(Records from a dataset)

════════════════

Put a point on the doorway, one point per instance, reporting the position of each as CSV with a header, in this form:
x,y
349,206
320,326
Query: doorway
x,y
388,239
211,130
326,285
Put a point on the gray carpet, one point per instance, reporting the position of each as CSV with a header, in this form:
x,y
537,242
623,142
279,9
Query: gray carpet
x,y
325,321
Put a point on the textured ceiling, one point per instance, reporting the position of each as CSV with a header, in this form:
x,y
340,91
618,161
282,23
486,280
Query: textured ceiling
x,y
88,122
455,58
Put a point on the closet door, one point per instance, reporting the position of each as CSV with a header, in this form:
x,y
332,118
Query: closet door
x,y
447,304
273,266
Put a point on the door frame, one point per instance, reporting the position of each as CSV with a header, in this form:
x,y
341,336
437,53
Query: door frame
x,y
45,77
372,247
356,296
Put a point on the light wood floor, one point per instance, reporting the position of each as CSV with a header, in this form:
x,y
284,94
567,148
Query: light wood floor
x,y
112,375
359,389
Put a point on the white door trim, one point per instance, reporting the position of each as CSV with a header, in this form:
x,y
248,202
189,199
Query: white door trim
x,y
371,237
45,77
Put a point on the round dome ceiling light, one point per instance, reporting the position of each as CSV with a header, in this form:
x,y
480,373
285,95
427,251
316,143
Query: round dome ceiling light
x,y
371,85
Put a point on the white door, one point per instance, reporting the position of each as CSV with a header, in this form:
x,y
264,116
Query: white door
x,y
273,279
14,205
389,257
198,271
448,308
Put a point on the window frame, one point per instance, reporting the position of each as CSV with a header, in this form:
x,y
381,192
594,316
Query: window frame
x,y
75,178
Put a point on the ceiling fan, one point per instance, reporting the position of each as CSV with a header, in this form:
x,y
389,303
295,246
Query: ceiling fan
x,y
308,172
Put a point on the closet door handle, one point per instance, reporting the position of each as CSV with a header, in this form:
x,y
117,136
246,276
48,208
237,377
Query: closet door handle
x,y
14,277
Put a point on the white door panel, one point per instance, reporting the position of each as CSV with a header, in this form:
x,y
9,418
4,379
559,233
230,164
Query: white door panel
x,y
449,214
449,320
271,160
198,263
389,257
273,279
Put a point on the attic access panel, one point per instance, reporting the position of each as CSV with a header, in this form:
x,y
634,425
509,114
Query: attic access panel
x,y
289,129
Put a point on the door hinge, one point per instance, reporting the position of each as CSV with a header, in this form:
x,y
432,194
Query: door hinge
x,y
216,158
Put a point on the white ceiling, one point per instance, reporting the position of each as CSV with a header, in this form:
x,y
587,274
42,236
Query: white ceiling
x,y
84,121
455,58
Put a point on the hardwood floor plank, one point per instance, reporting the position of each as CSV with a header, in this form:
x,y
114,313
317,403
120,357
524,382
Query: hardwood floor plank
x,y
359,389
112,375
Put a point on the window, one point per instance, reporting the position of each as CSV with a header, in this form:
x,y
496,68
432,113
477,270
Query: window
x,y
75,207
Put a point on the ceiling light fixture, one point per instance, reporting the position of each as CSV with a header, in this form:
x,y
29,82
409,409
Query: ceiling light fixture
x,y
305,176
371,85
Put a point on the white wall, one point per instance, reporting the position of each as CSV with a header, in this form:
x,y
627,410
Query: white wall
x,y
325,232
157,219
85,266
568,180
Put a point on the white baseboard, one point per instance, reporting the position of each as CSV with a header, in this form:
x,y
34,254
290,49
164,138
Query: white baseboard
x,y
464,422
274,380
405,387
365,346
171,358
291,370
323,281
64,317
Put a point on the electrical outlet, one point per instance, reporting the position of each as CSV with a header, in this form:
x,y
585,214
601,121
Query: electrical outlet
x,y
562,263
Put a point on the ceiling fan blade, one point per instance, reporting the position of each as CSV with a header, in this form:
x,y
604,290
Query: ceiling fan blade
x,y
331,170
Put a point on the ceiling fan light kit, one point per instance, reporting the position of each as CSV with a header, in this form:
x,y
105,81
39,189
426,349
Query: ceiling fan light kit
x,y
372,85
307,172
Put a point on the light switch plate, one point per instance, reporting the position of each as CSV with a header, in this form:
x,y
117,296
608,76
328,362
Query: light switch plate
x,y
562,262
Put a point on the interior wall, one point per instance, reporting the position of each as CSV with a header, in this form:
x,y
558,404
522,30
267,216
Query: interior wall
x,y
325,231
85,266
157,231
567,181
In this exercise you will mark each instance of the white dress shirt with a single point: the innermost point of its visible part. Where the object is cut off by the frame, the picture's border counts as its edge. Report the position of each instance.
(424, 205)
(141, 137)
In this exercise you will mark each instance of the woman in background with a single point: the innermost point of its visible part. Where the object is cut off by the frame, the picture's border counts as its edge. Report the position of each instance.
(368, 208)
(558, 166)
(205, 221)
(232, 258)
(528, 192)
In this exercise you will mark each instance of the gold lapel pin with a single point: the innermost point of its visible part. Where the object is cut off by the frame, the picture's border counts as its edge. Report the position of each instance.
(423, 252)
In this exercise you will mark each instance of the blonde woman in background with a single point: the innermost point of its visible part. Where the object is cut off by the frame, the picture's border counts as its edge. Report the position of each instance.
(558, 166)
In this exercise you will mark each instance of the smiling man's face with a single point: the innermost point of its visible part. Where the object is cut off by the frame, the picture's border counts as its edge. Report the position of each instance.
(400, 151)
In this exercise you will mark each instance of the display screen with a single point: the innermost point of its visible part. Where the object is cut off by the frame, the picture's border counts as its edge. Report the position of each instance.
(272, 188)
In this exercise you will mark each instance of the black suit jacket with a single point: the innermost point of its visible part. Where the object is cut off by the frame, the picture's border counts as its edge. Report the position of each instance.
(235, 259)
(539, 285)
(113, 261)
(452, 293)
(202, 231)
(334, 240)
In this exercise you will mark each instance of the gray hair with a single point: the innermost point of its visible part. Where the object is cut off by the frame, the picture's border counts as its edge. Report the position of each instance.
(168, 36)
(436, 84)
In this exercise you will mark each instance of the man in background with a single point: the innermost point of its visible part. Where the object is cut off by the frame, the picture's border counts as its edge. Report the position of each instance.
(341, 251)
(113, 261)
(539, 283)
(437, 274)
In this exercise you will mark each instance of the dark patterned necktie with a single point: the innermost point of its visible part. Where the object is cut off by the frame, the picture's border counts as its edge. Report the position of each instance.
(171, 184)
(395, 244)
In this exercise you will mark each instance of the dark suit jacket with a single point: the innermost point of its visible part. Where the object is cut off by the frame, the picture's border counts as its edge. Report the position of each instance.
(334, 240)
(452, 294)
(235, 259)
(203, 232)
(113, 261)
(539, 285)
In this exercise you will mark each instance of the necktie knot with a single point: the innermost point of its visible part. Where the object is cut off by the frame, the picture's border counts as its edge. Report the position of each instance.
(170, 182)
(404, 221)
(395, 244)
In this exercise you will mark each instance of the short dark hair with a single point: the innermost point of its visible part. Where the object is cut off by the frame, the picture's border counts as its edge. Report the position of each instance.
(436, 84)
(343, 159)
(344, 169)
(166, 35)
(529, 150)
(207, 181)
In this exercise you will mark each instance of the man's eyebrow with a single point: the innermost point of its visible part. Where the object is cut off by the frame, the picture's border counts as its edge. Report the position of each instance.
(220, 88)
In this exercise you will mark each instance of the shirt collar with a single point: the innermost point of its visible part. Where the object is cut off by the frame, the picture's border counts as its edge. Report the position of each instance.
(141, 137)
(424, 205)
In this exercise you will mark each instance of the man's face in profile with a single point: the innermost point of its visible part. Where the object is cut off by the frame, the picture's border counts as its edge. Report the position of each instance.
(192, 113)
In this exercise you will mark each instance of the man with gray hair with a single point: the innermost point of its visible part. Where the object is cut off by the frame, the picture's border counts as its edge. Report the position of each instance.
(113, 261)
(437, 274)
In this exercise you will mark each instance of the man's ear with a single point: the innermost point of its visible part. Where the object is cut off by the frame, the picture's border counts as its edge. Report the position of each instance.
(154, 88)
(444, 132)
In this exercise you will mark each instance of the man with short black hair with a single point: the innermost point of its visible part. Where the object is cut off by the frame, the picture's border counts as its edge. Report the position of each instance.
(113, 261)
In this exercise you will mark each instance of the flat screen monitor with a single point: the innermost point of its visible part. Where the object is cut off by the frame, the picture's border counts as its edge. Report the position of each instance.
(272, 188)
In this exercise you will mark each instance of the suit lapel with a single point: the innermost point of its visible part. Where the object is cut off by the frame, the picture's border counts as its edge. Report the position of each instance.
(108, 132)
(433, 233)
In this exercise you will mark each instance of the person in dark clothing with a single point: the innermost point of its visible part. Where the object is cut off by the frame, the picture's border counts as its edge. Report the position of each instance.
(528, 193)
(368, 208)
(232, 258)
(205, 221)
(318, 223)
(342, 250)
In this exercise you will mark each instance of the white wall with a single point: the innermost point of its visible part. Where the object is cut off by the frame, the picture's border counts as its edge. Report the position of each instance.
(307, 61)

════════════════

▶ [Given task] Quote only the lines from the line containing "In this exercise you will mark each instance of the person" through the end of the listing, please, keeping both the first and the last line.

▶ [Exercise response]
In this exercise you will mark each instance of the person in dark clothing with a single point: the innermost point of its visible part. Where the object is cut off by the frame, the picture's border counts as its edge. Report the position of each instance.
(528, 193)
(368, 208)
(232, 258)
(205, 221)
(318, 223)
(342, 250)
In this exercise you will mark each instance of the white wall with a single point: the innermost point of its visible part. Where the object is cut off by the frame, the picture's border counts as its edge. Report the position of each instance.
(307, 61)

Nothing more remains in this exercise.